___ ESTRATTO SELEZIONATO
Perciò esprimere e comunicare qualcosa, attraverso un linguaggio che non è quello comune, penso debba farlo principalmente per una ricerca personale, nel momento in cui poi, questa ricerca personale portata all’esterno, dà i suoi frutti anche da un punto di vista economico, è un successo che dipende dagli altri, quindi non è una cosa controllabile, quanti artisti non hanno avuto un successo subito, ce lo racconta anche Martin Eden in un romanzo di Jack London quando poi dice, “Io le poesie che scrivo sono le stesse che scrivevo dieci anni fa, però solo adesso voi le state apprezzando e capendo, cos’avevano di diverso anni fa?” è un po’ questo il discorso, quello dipende dall’esterno e non può essere oggetto di interesse quando si produce arte onesta.
______
___ DATI FORNITI
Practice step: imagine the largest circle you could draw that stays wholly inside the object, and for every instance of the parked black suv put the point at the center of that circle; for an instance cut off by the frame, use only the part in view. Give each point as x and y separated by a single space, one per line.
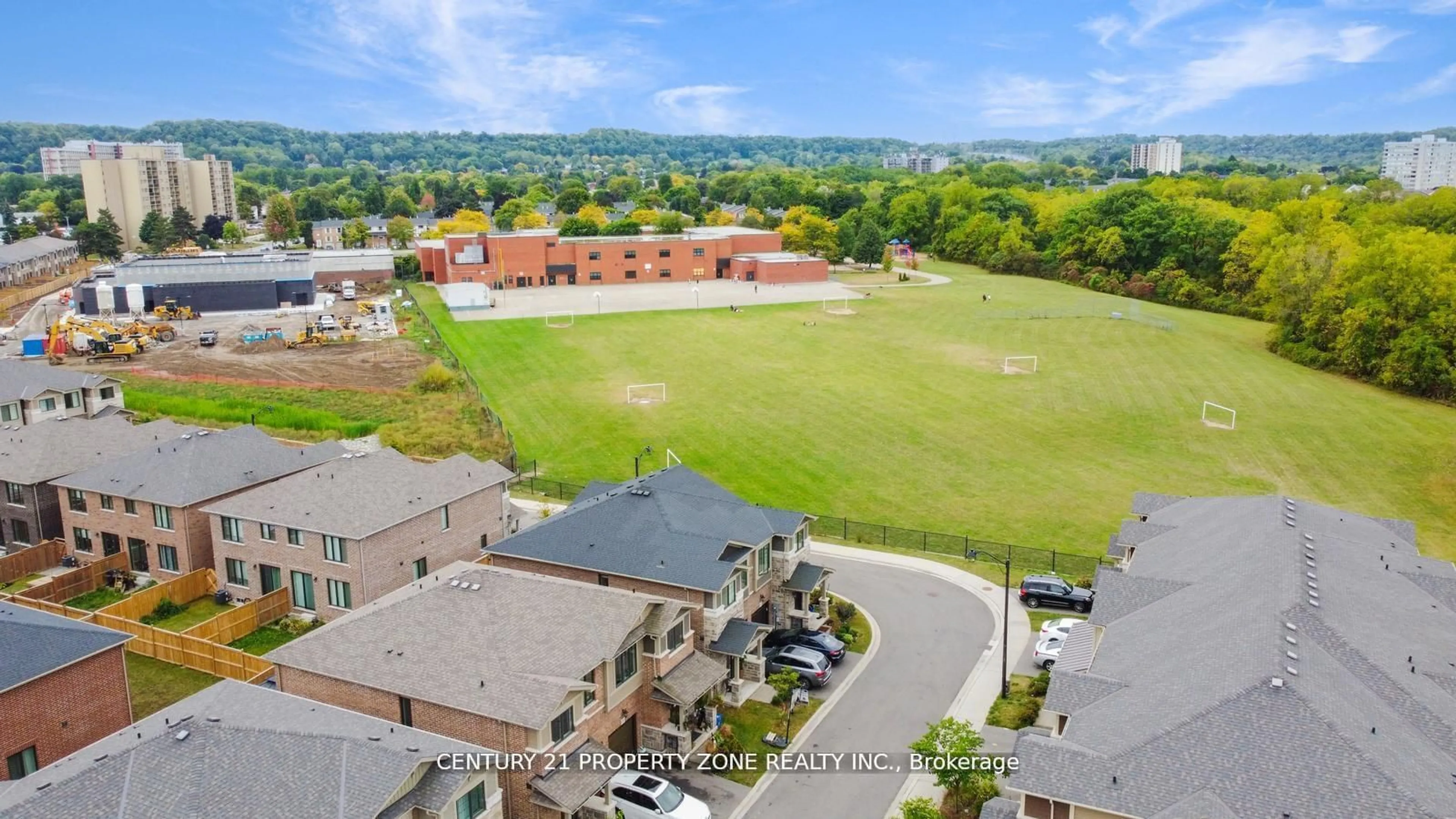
______
CONSEGNA: Riprendi per favore il brano sull'arte onesta e sul successo, continuandolo dopo la sua ultima frase. L'elenco proviene da una fonte diversa.

LA RISPOSTA:
Cosa consiglieresti ad un giovane che vorrebbe vivere d’arte?
Vivere di arte è qualcosa che necessita un compromesso, l’arte non dev’essere un mezzo di sostentamento altrimenti si deve per forza di cose piegare alle richieste del mondo esterno, il mio consiglio è di essere indipendenti da un punto di vista economico e produrre arte per altri scopi che non siano quello economico, poi se arriva il riconoscimento economico è un bene, una fortuna, un dono della sorte, la lungimiranza di qualcuno, ma non è assolutamente qualcosa di discriminatorio per quanto riguarda il valore di un oggetto d’arte.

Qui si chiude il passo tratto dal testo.